##### DATA FOR THE TASK

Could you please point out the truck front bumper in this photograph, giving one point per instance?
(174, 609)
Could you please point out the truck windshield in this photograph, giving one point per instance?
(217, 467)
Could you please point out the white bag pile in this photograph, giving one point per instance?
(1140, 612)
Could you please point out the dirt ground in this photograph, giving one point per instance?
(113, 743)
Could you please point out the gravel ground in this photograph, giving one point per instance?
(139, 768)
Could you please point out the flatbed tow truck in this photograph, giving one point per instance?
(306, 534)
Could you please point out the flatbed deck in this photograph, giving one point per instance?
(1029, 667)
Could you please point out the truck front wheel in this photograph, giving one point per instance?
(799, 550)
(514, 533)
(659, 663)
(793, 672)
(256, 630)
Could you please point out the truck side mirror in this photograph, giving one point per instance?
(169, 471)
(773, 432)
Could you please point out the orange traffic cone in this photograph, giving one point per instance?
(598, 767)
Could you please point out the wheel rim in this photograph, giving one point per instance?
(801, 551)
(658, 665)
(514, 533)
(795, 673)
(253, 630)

##########

Find the line that contains "Could you please point out the gravel". Copy it and every line after it to the end of the records, exactly, and nothing more.

Could you please point out the gravel ground in this photograph, giving one point per instance?
(139, 768)
Could you please point out the flatbed tow truck in this photograph, giving one point per instance?
(306, 534)
Could you please point out the flatbed deck in this photograph, giving one point per instance?
(1029, 667)
Could you please point out the truck front wheel in this photograph, giving one point per instance?
(799, 550)
(514, 533)
(659, 663)
(793, 672)
(256, 630)
Could you please point out the truck side mirror in this photograph, giving one point per instance?
(169, 471)
(773, 432)
Could you please point out the orange traffic cone in this photograph, giving one point per instance?
(598, 767)
Could you please point out the wheel rim in this photograph, giving one point per instance?
(801, 551)
(658, 665)
(514, 533)
(795, 673)
(253, 630)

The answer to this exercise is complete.